◆ **Material provided**
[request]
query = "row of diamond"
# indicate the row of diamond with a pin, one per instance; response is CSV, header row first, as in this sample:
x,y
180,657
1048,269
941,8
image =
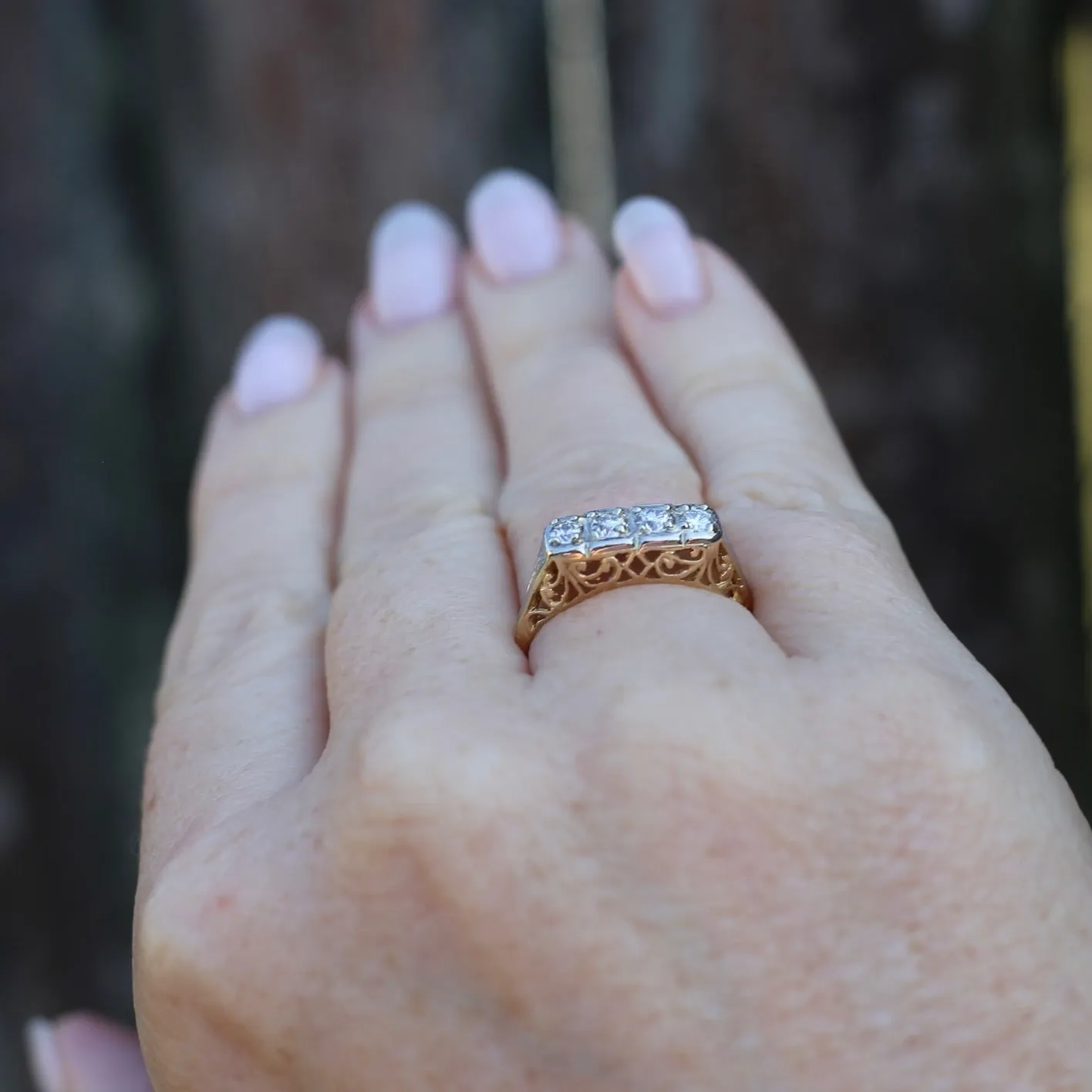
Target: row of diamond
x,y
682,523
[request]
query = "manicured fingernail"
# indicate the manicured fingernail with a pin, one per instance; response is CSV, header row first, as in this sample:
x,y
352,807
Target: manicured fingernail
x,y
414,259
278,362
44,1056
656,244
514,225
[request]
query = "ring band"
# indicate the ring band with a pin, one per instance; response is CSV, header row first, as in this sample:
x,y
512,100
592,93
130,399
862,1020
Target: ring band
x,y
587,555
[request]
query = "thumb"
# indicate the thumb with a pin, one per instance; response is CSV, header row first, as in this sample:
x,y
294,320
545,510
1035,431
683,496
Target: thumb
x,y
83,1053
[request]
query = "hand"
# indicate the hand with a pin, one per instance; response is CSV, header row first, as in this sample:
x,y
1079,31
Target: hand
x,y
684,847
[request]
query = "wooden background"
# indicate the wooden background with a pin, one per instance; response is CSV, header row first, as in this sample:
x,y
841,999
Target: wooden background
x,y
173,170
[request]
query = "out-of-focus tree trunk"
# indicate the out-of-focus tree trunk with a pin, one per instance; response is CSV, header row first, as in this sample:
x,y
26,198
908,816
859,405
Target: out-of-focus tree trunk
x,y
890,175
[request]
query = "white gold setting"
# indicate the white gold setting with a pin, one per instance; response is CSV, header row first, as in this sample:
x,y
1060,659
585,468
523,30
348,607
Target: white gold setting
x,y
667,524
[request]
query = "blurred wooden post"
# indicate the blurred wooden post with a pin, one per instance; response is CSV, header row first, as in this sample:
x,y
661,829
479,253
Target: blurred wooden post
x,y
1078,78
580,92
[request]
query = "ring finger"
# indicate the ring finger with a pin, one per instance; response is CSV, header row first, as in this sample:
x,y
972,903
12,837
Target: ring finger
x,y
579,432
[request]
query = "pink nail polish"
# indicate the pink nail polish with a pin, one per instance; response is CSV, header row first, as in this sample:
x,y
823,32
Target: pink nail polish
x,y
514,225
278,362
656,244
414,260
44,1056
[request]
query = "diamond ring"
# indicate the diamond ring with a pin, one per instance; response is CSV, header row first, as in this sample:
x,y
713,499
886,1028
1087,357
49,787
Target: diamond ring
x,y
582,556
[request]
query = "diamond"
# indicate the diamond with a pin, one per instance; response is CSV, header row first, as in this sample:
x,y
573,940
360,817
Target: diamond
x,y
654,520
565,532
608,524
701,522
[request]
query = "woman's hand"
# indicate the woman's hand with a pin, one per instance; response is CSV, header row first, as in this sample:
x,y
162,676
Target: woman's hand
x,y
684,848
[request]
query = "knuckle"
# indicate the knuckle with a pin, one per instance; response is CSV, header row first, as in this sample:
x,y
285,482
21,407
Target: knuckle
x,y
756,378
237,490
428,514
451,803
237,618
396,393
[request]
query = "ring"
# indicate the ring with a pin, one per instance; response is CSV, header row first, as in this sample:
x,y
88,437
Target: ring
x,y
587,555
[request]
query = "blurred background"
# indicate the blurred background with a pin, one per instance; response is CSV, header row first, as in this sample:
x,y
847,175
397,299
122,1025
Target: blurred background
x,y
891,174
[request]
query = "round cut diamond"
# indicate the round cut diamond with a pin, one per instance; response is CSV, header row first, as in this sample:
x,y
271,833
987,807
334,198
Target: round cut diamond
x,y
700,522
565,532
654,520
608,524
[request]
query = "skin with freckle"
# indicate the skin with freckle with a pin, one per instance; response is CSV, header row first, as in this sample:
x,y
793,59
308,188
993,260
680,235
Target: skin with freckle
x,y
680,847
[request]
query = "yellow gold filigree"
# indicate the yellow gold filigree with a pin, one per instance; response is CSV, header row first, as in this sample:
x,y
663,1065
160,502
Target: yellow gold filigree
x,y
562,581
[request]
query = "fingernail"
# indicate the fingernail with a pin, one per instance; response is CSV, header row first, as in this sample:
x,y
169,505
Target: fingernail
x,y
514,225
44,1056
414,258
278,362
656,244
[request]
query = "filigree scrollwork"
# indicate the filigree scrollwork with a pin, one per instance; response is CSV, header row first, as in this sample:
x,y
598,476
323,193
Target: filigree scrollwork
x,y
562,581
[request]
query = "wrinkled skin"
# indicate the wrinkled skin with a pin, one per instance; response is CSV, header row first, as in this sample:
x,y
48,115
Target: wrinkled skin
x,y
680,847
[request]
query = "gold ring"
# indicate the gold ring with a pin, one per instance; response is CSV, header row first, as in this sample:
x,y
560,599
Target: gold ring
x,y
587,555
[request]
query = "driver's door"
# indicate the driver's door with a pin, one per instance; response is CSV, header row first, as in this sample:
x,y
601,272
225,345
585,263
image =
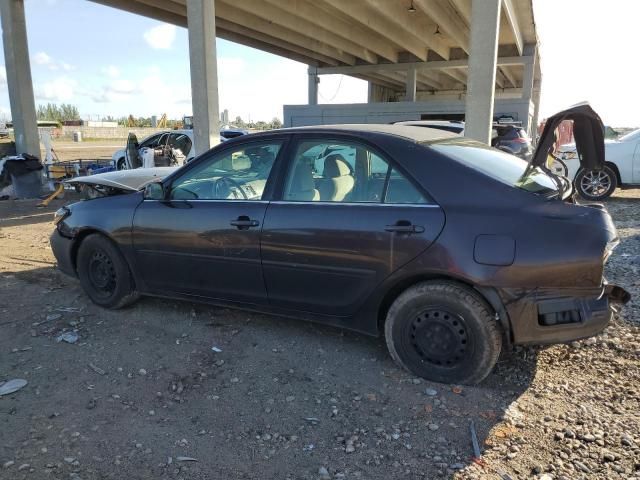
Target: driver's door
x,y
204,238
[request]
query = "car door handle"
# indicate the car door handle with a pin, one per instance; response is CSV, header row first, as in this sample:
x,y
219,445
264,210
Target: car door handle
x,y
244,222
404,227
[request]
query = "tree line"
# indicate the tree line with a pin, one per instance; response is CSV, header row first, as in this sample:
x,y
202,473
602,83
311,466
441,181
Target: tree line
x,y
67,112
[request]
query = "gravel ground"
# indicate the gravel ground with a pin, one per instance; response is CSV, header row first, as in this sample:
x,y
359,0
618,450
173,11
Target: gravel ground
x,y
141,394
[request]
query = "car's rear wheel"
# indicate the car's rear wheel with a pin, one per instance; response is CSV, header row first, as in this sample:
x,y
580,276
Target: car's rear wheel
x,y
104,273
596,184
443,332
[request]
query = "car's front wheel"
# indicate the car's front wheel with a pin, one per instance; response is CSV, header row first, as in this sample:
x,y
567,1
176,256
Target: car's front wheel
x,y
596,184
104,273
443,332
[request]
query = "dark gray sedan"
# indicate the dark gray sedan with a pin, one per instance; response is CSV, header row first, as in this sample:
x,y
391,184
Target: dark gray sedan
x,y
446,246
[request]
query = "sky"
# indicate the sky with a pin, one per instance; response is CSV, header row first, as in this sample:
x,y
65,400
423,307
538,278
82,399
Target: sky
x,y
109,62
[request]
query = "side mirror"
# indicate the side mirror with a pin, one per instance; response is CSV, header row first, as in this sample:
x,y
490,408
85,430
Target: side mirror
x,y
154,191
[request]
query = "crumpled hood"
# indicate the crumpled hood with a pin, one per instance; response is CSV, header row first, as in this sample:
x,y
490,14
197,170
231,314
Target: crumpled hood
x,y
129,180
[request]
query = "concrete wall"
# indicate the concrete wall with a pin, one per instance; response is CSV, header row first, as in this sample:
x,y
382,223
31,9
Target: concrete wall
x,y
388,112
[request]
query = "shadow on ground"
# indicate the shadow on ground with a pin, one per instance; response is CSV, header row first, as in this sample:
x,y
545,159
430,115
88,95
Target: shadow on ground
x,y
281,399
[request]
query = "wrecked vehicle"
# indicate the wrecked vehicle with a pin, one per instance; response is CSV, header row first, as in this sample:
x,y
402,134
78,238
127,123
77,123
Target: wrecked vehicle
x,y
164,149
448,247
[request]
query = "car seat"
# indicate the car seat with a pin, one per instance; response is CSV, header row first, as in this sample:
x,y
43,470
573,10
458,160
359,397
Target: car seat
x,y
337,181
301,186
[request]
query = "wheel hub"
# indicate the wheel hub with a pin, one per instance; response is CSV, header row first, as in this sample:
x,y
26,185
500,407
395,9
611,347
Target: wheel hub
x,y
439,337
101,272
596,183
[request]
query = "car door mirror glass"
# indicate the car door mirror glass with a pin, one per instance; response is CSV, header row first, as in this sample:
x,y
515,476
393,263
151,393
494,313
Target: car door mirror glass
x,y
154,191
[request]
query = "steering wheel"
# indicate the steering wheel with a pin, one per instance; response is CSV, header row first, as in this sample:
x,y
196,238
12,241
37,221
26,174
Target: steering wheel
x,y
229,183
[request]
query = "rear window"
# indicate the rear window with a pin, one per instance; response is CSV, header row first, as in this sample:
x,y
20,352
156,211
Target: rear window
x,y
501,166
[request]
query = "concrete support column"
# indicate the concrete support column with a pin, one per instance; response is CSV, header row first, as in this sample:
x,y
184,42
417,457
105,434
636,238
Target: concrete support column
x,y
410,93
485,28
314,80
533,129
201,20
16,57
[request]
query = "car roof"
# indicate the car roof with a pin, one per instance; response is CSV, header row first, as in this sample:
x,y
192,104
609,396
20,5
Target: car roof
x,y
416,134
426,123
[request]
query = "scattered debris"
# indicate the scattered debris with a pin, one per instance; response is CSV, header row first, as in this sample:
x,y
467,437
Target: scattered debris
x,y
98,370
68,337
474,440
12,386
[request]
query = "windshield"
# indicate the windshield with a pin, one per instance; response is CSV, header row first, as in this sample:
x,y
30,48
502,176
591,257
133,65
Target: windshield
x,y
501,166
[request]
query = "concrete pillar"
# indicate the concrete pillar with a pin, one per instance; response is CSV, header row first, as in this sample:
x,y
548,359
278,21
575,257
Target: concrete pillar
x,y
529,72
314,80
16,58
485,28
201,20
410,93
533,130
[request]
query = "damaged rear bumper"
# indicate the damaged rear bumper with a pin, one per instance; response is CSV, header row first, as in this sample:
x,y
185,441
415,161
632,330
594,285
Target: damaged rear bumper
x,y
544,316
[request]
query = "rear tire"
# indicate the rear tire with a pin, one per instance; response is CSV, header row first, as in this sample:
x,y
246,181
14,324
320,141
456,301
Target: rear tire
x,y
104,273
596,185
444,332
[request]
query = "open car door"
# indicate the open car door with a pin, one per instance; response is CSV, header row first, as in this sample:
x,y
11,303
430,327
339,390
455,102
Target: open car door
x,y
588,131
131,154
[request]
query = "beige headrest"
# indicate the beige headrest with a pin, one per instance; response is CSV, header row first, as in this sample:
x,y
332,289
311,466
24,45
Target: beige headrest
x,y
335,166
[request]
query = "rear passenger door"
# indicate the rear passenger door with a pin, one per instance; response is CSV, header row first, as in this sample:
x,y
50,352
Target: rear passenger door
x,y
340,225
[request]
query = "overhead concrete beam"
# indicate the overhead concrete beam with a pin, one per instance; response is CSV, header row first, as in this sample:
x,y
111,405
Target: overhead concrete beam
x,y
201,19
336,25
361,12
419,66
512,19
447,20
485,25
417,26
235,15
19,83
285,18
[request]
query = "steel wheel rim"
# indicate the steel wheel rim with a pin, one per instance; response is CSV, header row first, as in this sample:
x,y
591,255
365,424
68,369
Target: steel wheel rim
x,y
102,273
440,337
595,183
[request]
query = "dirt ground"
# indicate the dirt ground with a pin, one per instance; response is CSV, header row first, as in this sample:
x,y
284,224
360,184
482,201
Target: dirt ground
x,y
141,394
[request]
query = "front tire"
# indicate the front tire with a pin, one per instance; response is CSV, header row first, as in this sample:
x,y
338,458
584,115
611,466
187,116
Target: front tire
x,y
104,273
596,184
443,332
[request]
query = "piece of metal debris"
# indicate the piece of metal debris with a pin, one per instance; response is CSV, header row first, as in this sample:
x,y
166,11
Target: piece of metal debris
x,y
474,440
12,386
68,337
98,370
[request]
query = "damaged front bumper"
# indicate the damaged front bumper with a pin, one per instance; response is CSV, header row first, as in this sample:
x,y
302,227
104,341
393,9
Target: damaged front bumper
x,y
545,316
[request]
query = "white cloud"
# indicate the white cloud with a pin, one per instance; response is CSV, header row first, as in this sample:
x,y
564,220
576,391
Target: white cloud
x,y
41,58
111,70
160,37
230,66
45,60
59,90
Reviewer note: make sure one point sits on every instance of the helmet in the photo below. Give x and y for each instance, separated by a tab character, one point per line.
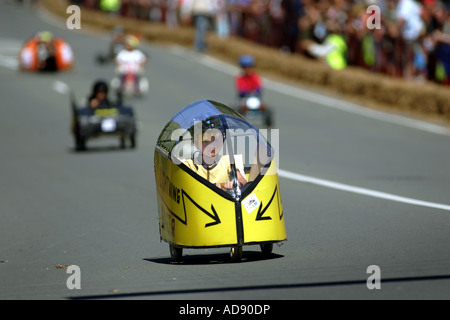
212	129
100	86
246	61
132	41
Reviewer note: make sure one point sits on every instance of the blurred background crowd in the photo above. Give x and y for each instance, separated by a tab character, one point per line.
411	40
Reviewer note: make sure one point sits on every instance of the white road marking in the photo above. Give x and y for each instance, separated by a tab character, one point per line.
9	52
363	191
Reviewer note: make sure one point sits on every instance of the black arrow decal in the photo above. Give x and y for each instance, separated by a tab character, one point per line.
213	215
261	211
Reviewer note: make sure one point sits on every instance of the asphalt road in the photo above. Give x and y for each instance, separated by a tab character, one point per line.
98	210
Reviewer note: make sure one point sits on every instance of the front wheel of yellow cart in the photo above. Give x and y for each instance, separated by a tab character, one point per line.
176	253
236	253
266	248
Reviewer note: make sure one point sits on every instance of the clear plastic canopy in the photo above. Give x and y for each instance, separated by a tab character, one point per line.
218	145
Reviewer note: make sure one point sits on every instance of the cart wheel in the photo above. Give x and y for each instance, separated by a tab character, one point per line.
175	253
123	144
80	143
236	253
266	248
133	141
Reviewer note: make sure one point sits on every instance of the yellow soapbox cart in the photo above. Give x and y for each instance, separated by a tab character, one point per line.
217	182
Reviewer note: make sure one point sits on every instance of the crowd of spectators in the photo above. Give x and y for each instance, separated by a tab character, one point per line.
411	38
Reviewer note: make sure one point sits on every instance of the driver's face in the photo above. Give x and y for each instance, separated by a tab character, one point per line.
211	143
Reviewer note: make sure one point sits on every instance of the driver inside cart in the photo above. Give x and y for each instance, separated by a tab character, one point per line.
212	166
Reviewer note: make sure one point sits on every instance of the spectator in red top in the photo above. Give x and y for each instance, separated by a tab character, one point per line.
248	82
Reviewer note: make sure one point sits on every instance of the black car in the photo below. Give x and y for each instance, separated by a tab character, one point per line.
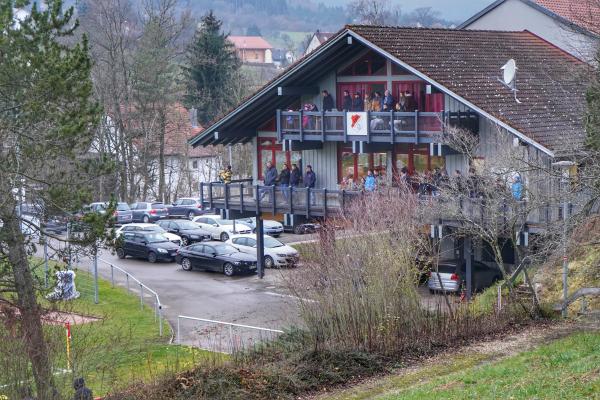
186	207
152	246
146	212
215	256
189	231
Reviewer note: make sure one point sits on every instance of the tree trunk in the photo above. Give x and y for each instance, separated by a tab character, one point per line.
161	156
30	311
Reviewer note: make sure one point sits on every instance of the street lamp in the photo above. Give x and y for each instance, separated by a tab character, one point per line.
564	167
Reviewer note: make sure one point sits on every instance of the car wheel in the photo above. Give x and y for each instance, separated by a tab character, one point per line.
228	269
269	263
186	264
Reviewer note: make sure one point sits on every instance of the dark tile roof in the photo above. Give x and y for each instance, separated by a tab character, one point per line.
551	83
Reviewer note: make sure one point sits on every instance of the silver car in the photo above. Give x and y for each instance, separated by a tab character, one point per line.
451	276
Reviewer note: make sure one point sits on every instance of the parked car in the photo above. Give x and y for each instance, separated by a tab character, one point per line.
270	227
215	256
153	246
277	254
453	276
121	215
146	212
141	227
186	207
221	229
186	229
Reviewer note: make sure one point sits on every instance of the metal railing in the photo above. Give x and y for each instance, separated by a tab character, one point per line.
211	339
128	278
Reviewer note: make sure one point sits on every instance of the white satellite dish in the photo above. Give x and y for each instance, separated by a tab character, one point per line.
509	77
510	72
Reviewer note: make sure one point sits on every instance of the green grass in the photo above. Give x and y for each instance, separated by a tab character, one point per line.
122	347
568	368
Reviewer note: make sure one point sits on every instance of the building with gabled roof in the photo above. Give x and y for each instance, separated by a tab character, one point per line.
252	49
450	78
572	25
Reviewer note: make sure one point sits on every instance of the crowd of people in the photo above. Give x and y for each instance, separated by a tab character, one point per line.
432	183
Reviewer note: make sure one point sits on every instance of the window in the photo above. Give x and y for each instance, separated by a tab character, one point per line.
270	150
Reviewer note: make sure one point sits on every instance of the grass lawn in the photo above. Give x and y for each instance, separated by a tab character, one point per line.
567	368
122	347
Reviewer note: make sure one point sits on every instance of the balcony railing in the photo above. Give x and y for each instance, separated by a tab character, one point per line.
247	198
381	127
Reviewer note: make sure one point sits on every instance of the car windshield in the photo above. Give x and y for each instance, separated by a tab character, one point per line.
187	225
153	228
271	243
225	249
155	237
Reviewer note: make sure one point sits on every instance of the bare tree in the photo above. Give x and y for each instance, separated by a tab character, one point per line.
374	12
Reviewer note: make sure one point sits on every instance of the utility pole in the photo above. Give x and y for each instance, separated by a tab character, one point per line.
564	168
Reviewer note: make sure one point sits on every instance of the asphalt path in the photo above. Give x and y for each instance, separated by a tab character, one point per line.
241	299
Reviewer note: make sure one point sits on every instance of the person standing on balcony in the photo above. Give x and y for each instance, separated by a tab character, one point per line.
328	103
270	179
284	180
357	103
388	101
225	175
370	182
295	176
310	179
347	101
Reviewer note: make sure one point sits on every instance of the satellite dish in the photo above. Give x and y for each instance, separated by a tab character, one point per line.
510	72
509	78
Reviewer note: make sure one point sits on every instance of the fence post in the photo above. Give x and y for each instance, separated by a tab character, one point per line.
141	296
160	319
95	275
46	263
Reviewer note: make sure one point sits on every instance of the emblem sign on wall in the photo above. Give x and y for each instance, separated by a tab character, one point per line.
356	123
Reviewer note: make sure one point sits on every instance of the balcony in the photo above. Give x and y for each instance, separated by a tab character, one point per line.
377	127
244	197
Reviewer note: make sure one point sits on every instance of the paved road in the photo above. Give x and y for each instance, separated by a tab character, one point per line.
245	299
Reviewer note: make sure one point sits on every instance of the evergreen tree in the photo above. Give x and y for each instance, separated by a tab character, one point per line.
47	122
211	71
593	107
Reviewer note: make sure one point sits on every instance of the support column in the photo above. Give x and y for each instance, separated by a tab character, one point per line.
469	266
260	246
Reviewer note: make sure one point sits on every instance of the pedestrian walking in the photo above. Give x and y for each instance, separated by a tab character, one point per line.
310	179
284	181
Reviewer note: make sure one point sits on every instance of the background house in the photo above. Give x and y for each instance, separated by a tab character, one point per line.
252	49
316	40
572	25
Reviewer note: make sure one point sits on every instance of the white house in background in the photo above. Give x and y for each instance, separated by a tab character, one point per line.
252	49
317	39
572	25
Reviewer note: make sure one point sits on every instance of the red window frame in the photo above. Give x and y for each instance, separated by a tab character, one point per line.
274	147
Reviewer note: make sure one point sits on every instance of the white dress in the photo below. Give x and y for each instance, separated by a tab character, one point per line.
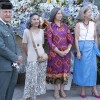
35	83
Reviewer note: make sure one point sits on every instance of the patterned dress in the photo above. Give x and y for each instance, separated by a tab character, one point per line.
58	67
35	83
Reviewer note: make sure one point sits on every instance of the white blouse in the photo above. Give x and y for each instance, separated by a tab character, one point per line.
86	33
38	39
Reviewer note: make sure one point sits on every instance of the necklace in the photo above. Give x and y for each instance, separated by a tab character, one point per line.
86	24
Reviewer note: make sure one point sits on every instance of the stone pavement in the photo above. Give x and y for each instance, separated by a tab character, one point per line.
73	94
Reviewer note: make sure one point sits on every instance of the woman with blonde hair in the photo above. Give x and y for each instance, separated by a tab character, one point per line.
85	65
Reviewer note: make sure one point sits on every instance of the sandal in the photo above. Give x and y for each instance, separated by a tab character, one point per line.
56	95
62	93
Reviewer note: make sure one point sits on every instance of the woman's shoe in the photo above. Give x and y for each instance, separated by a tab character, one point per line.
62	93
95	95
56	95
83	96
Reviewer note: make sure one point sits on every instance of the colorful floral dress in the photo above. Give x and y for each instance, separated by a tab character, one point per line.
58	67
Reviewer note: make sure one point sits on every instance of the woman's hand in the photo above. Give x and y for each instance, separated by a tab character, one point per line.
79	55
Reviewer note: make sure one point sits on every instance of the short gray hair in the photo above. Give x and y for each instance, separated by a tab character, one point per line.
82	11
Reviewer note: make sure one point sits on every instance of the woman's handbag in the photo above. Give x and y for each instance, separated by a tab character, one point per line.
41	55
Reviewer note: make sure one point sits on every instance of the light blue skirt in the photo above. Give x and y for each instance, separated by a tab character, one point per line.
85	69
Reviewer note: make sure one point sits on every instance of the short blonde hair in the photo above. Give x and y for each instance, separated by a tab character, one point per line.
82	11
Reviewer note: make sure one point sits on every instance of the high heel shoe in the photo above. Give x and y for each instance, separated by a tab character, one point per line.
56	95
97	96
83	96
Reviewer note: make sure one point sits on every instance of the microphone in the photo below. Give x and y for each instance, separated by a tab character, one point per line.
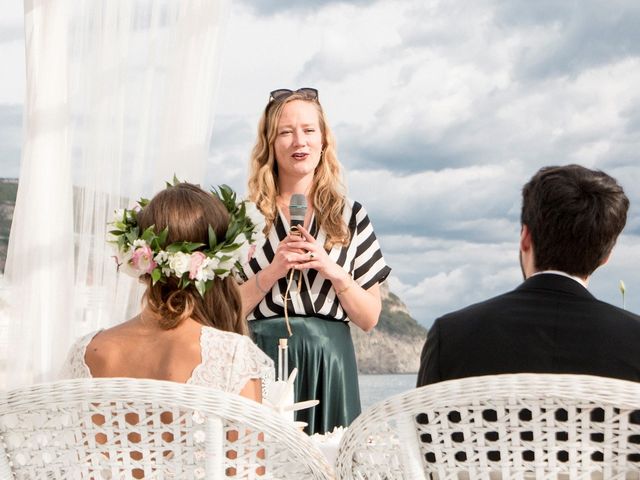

◆ **Task**
Would you please repeat the lines above exactly, from the first line of the listing through the line holding "# indicate the manicured", with nothing added and no pictures?

◆ **Answer section**
[request]
query = "row of diamond"
# indicate the row of diamond with a pin, one per instance; response is CSV, header row first, as in this sample:
x,y
180,657
1048,269
941,8
image =
Target: row of diamond
x,y
682,523
[request]
query = "manicured fingernail"
# indicate the manicured fingernail with a pin, one per instance; response is CSV, header row first, as in this sample:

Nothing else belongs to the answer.